» **Testo**:
□ □ □ □ □ □ □

Su questo processo di cartellizzazione, aleggia la Lazard Frères, nel ruolo di advisor e consulente. Francois de Combret, direttore dell’ufficio parigino di Lazard, gestì nel 1995 le manovre che condussero alla privatizzazione della Renault. Nel 1999 la Lazard spinse la Renault a diventare azionista di maggioranza relativa della Nissan, prima con una quota del 37% e poi del 44%.
Recentemente due delle sei grandi - General Motors (con il 14% è al primo posto della produzione mondiale) e RenaultNissan (al quarto con il 9,5%) - hanno intavolato le trattative di una fusione, per dare vita ad una mega-impresa. A combinare il matrimonio è sempre Lazard. Nel 2005 Felix Rohatyn e la sua banca Lazard furono consulenti di Delphi, la costola di GM che produce i componenti, costretta ad un feroce ridimensionamento dopo la bancarotta dell’ottobre 2005. A luglio Delphi ha ingaggiato la Rothschild Inc. - in cui Rohatyn figura tra i direttori - per avere consiglio su come liquidare i suoi 23 impianti dell'auto negli USA.
Altro settore dello studio è quello delle materie prime, come il rame:
L’industria dell’estrazione e raffinazione del rame va incontro ad una probabile mega-fusione, un cartello che controllerebbe il 25% della produzione mondiale. Da circa un decennio si susseguono fusioni e rialzo dei prezzi e da tale processo sono emersi cinque grandi produttori che controllano il 56% del mercato mondiale: Codelco (Cile), Grupo Mexico, Phelps Dodge (Arizona), BHP Billiton (con centro in Australia e vicina alla Corona inglese; insieme alla gemella Rio Tinto controlla anche la metà dei minerali di ferro) e Broken Hill Mining (Australia).
Nell’ultimo decennio l’industria del rame è stata interessata da almeno una fusione l’anno e da qualche mese al centro del parapiglia delle fusioni spicca la Phelps Dodge, impresa con una forte presenza inglese: 8,8% della Barclays Bank e 6,1% di Atticus Partner del barone Nathan Rothschld. In Canada la Inco ha iniziato a marzo la sua scalata alla Falconbridge, che aveva appena acquisito la Noranda.
La Phelps Dodge si preparava ad inglobare l'intero settore canadese che ne risultava. A luglio sembrava che il principale gruppo di azionisti di Noranda/Falconbridge fosse intenzionato a vendere alla svizzera Xstrate Minerals Corp. e lasciare la Phelps Dodge per dare la scalata alla Inco. A quest’ultima era comunque interessata anche la Tiek-Cominco. Alla fine di luglio però la Grupo Mexico ha ingaggiato advisors americani per dare la scalata a Phelps Dodge: la numero tre cerca di acquisire la numero due. Ad agosto si è poi prospettata un’entrata in scena della Rio Tinto e della CVRD brasiliana che potrebbe segnare una fase decisiva della cartellizzazione.

□ □ □ □ □ □ □

» **Obiettivo**:
Riporta di nuovo il passo del testo sulla Lazard che si apre con le parole contenenti "Su questo processo" e si chiude con "poi del 44%.", cambiando "Nissan" in "Nissan Motor".

(Etichette dei punti degli oggetti)
□ □ □ □ □ □ □

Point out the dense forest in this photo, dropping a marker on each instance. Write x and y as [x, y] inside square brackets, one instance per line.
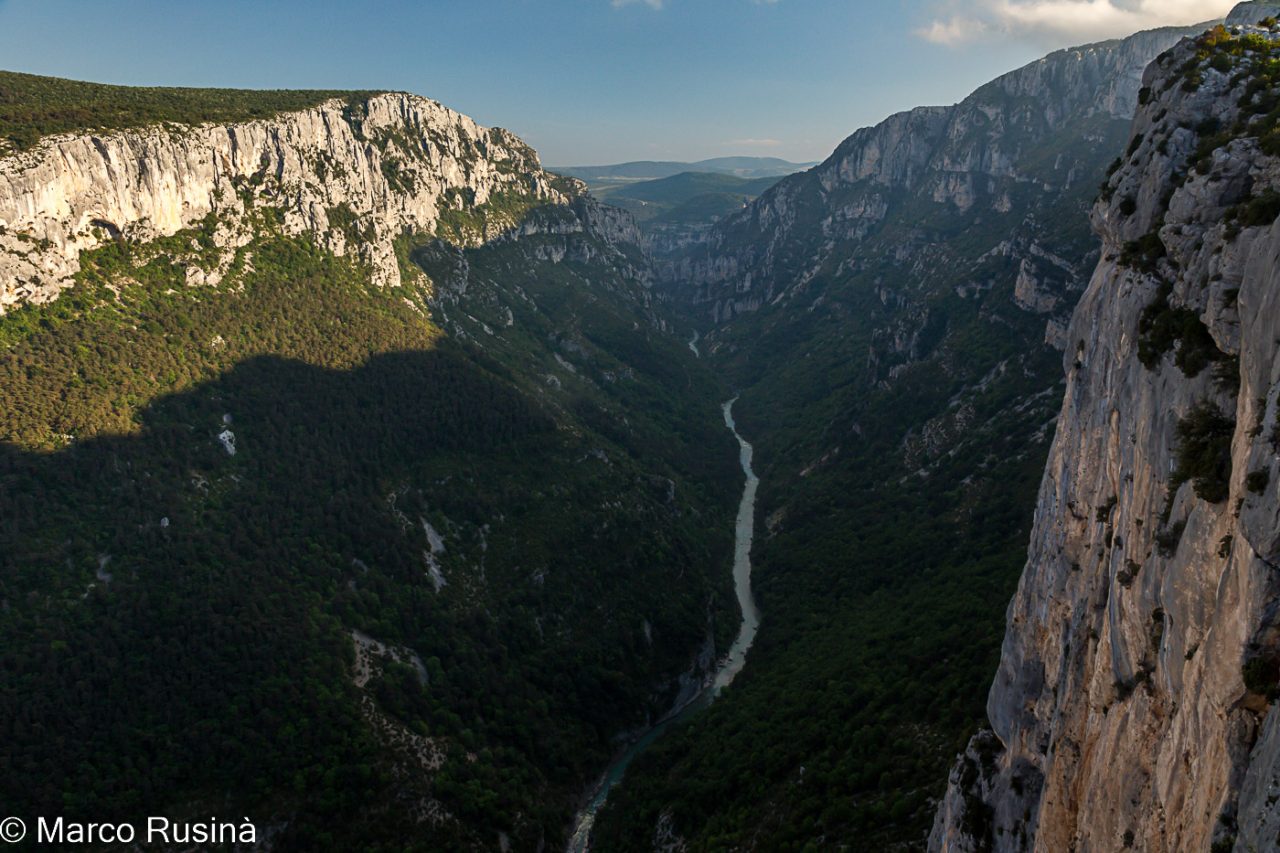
[33, 106]
[901, 404]
[215, 501]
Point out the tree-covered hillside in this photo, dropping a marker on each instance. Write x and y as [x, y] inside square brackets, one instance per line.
[32, 106]
[886, 318]
[380, 569]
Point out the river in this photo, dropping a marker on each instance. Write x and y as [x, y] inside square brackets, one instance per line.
[727, 667]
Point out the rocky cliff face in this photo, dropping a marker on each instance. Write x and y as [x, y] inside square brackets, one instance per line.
[356, 176]
[1133, 702]
[1025, 149]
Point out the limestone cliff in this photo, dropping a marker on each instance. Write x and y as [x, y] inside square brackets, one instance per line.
[356, 174]
[1022, 154]
[1132, 707]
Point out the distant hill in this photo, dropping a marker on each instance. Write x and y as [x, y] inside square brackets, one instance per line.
[688, 185]
[689, 197]
[654, 169]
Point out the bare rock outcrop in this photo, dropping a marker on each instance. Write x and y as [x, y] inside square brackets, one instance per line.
[1132, 707]
[373, 168]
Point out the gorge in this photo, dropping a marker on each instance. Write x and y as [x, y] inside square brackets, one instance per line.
[362, 477]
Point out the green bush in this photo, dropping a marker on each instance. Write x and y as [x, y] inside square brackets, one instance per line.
[1203, 452]
[1262, 676]
[1162, 325]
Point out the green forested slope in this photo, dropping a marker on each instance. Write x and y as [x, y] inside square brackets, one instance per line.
[901, 402]
[32, 106]
[176, 621]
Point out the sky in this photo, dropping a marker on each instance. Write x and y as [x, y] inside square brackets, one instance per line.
[589, 81]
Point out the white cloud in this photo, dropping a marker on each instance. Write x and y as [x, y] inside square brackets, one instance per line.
[1055, 21]
[952, 31]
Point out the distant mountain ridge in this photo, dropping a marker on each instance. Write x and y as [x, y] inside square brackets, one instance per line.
[654, 169]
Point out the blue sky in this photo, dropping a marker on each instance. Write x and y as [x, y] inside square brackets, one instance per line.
[589, 81]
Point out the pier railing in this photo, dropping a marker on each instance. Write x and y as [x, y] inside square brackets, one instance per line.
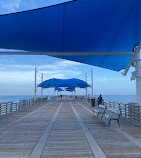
[8, 107]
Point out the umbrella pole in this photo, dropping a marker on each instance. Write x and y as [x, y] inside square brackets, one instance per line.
[35, 87]
[86, 82]
[42, 78]
[92, 80]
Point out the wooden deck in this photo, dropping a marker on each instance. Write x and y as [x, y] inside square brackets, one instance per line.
[63, 129]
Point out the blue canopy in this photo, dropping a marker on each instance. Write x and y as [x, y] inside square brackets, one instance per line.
[71, 89]
[78, 26]
[63, 83]
[58, 89]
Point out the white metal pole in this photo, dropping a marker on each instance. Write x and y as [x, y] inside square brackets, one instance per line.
[92, 80]
[35, 88]
[138, 73]
[42, 78]
[86, 82]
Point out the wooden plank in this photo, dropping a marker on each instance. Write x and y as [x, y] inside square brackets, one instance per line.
[22, 118]
[37, 151]
[97, 151]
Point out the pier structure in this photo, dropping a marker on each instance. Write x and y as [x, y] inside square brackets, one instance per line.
[66, 127]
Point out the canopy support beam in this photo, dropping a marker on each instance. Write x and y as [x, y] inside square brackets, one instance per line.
[6, 52]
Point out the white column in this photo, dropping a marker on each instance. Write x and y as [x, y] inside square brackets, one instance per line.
[86, 82]
[42, 78]
[138, 73]
[92, 80]
[35, 84]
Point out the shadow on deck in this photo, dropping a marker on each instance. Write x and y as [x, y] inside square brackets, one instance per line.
[66, 128]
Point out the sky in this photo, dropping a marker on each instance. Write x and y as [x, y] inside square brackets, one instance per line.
[17, 72]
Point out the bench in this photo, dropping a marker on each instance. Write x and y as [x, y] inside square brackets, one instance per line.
[112, 114]
[99, 110]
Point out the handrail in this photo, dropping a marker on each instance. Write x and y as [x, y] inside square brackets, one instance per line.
[8, 107]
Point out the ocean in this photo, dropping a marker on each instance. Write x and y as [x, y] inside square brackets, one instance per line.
[116, 98]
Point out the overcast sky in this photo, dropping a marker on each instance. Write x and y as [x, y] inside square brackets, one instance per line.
[17, 72]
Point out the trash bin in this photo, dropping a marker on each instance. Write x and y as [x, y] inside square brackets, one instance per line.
[93, 102]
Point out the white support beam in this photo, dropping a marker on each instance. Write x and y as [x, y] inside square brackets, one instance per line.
[129, 65]
[138, 73]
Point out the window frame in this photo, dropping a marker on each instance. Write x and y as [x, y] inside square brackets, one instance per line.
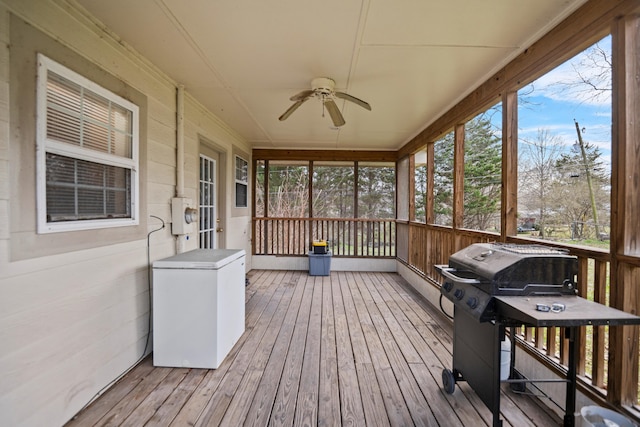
[45, 145]
[244, 182]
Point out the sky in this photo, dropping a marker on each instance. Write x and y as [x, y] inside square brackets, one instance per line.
[553, 106]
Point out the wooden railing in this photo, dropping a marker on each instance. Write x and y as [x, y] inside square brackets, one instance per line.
[430, 245]
[348, 237]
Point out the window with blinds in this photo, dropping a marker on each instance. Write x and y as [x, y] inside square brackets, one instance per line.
[87, 153]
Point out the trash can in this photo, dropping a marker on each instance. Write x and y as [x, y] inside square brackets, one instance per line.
[319, 264]
[598, 416]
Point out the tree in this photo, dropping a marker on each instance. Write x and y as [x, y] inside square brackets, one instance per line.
[376, 191]
[333, 186]
[443, 180]
[482, 174]
[574, 199]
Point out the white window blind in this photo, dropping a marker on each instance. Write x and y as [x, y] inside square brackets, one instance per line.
[87, 153]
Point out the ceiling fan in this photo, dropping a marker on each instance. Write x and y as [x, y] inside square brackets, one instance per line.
[323, 88]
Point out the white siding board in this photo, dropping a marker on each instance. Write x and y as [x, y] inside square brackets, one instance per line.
[74, 322]
[159, 173]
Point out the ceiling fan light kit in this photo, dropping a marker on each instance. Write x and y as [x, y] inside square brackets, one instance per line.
[323, 88]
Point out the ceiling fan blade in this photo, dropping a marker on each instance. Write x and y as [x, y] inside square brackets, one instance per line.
[301, 95]
[291, 109]
[353, 99]
[334, 112]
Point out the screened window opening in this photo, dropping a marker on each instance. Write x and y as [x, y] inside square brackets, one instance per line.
[242, 182]
[87, 153]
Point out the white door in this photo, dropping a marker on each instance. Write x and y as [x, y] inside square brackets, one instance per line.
[208, 195]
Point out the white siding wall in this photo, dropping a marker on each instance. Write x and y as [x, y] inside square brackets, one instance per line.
[73, 322]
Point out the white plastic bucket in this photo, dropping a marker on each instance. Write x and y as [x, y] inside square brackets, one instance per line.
[598, 416]
[505, 359]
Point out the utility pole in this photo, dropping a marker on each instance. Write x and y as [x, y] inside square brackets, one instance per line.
[588, 172]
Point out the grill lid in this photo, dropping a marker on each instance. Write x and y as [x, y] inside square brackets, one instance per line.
[513, 269]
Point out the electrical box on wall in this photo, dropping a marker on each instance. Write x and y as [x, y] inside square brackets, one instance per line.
[184, 216]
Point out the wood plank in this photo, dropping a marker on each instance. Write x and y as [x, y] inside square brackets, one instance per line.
[352, 412]
[328, 393]
[265, 392]
[192, 410]
[392, 395]
[322, 350]
[154, 400]
[115, 394]
[383, 319]
[307, 404]
[284, 408]
[174, 403]
[221, 398]
[130, 402]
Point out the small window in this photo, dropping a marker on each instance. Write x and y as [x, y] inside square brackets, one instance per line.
[87, 164]
[242, 180]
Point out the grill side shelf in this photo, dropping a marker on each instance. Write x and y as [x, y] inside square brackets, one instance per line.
[578, 312]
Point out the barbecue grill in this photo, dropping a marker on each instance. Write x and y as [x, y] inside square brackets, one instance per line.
[495, 285]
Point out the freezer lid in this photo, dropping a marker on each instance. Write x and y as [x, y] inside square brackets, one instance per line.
[201, 259]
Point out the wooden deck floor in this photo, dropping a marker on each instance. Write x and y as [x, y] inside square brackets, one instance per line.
[348, 349]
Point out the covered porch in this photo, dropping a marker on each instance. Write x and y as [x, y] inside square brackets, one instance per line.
[352, 348]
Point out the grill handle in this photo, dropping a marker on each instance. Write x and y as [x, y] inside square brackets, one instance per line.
[449, 273]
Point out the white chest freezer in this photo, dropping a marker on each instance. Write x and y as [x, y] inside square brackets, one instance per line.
[198, 307]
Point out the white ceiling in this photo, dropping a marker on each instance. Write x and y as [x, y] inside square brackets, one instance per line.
[411, 59]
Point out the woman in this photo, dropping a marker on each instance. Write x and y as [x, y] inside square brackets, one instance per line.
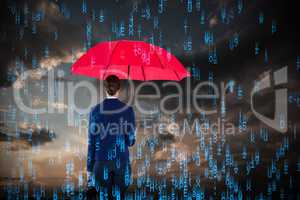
[111, 132]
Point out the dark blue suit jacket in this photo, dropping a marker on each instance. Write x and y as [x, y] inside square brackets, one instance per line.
[111, 131]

□ □ □ □ □ □ □

» **La risposta**:
Su questo processo di cartellizzazione, aleggia la Lazard Frères, nel ruolo di advisor e consulente. Francois de Combret, direttore dell’ufficio parigino di Lazard, gestì nel 1995 le manovre che condussero alla privatizzazione della Renault. Nel 1999 la Lazard spinse la Renault a diventare azionista di maggioranza relativa della Nissan Motor, prima con una quota del 37% e poi del 44%.